*What you need to do:*
Identify each line in the entries below that contains the string "rocky", and copy every such line. Case counts.

*Provided material:*
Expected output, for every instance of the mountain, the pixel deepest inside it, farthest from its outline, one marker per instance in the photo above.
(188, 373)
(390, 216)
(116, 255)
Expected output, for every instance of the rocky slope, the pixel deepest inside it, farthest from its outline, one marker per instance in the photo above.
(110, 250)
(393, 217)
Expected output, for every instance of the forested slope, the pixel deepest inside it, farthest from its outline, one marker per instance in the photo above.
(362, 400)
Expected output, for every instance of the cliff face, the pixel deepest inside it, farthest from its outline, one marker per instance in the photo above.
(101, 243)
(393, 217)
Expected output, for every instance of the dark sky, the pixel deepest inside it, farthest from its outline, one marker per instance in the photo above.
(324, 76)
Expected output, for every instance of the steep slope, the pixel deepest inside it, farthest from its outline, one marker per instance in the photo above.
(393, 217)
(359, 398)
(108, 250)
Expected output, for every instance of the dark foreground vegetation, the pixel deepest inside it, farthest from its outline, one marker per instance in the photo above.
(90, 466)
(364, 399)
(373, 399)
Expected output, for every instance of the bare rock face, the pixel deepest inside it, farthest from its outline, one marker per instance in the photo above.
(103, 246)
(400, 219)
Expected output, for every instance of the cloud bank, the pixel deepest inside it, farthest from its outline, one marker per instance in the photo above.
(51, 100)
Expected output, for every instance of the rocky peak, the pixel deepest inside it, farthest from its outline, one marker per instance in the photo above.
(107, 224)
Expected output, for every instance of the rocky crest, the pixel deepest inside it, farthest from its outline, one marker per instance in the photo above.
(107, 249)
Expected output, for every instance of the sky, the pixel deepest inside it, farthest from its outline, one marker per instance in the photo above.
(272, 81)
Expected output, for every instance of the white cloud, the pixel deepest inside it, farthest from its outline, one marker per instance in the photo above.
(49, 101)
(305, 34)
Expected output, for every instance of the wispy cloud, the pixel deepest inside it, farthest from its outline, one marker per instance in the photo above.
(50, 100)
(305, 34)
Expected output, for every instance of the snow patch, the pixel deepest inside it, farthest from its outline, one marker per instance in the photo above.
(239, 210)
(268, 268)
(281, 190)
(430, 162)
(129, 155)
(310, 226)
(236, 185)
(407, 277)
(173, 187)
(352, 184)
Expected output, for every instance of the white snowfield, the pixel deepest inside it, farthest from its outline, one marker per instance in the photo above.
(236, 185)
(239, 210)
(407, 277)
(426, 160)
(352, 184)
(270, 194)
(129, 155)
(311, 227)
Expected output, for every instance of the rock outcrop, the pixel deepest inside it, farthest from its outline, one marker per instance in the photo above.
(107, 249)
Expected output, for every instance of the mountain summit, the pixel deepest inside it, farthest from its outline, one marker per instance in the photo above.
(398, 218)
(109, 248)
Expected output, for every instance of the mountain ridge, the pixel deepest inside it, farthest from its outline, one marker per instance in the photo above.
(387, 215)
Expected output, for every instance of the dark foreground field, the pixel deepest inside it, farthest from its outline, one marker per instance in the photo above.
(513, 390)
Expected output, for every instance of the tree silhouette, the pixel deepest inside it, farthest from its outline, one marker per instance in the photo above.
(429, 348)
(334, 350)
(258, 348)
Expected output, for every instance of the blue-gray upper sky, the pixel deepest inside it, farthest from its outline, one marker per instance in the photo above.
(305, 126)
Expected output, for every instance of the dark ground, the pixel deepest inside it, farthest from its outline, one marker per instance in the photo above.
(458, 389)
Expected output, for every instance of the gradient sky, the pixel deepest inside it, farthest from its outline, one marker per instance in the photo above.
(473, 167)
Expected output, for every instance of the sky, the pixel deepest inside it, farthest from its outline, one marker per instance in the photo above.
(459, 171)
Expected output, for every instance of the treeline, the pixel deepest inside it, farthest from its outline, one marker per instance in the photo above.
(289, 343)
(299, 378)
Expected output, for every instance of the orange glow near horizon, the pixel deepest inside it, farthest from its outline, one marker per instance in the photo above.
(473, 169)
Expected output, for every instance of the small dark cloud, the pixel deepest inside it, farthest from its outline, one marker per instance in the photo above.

---

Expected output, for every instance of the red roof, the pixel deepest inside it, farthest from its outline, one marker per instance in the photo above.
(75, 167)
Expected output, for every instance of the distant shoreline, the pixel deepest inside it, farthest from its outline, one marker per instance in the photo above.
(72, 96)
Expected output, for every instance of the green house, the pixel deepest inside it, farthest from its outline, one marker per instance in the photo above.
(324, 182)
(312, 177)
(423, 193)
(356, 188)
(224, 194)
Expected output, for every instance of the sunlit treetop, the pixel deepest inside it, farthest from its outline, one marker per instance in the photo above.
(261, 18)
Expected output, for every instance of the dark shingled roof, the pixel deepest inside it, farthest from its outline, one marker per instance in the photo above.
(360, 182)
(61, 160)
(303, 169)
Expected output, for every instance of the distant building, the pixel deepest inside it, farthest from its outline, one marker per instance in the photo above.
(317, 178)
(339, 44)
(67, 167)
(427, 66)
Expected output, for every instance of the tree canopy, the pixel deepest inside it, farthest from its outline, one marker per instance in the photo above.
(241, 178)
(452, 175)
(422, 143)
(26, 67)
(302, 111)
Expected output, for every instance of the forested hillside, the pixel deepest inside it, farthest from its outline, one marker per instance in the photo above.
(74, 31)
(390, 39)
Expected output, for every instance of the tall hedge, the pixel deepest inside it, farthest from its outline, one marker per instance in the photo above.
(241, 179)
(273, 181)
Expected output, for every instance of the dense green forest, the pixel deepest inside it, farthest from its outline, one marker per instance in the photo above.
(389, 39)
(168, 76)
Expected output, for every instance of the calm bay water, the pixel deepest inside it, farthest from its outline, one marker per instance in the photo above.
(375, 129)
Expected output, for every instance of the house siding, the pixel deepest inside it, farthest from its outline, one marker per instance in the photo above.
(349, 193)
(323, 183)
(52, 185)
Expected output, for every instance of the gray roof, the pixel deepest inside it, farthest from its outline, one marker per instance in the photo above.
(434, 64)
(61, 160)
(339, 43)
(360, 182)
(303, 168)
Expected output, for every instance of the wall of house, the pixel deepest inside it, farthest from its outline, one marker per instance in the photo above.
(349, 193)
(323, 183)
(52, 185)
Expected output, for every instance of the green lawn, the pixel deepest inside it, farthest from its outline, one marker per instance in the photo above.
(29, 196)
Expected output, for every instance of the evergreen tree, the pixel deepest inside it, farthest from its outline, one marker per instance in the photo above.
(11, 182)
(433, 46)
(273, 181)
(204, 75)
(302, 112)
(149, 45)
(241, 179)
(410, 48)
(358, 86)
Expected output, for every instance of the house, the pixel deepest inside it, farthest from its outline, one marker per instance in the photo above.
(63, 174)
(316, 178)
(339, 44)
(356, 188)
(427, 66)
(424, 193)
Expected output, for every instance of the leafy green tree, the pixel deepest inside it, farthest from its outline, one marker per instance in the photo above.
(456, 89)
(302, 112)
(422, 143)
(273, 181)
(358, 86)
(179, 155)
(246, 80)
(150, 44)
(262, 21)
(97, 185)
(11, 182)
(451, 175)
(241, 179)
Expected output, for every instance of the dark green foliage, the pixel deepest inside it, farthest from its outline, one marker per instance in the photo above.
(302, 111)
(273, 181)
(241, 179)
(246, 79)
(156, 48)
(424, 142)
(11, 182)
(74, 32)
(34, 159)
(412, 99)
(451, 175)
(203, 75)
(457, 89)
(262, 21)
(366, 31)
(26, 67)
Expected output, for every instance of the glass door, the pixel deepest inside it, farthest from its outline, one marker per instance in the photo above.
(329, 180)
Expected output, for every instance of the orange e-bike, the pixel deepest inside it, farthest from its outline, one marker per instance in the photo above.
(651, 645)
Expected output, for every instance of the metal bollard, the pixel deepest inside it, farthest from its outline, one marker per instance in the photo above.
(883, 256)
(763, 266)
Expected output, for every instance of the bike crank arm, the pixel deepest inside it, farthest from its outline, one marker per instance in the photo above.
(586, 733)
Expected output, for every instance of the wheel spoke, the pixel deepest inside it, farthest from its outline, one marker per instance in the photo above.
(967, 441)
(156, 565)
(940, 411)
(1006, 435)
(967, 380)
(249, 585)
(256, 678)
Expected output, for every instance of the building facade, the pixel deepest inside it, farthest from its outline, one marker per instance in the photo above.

* * *

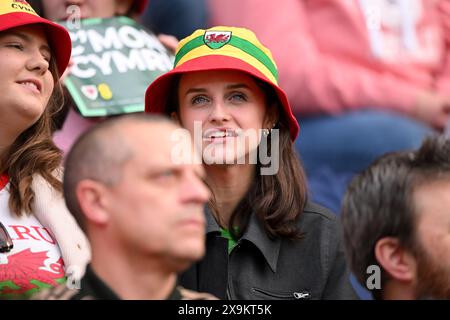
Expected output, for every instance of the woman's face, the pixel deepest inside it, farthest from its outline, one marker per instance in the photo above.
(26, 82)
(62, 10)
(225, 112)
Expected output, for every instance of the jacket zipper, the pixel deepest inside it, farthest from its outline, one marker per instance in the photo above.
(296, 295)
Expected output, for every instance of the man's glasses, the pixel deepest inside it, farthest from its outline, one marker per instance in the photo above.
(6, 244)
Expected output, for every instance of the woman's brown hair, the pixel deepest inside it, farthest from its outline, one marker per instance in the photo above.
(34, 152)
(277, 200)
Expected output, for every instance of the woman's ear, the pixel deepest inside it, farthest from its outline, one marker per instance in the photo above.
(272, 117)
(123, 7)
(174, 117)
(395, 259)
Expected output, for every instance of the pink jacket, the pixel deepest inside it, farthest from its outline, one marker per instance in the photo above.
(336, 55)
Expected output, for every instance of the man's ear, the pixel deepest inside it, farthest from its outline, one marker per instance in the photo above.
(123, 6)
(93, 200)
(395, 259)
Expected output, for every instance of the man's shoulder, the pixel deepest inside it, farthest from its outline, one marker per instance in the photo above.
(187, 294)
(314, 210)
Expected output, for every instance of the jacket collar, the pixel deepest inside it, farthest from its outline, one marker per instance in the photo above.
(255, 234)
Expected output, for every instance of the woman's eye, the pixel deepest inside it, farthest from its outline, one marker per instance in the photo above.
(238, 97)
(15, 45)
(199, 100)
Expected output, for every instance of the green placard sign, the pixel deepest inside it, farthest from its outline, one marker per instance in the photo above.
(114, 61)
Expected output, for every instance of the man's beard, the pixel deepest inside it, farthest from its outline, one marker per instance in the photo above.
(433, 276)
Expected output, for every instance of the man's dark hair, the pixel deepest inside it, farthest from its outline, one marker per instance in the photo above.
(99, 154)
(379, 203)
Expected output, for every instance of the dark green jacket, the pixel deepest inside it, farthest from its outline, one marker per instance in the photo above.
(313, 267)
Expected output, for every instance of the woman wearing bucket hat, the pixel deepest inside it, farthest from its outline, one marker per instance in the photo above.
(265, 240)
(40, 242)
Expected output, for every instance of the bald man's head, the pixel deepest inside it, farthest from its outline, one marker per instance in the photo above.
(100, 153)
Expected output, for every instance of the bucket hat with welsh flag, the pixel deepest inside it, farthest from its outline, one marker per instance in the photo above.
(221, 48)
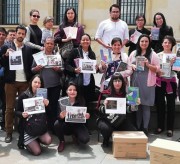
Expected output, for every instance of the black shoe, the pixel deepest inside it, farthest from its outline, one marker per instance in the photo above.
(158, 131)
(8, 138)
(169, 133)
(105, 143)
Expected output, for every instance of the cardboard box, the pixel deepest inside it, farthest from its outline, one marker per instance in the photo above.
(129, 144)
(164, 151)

*Output of the task:*
Expected output, for every instance of the rocky slope, the pixel deepest inside it, farthest from its outline, one marker per instance in the photo above.
Expected output, for every instance of the rocky peak, the pixel deepest inside it, farthest from its outline, one marker per instance in the photo above.
Expected output, for every instance of the rocky crest, the pixel deepest inside it, farthest from its outline, one marker per instance in the photo above.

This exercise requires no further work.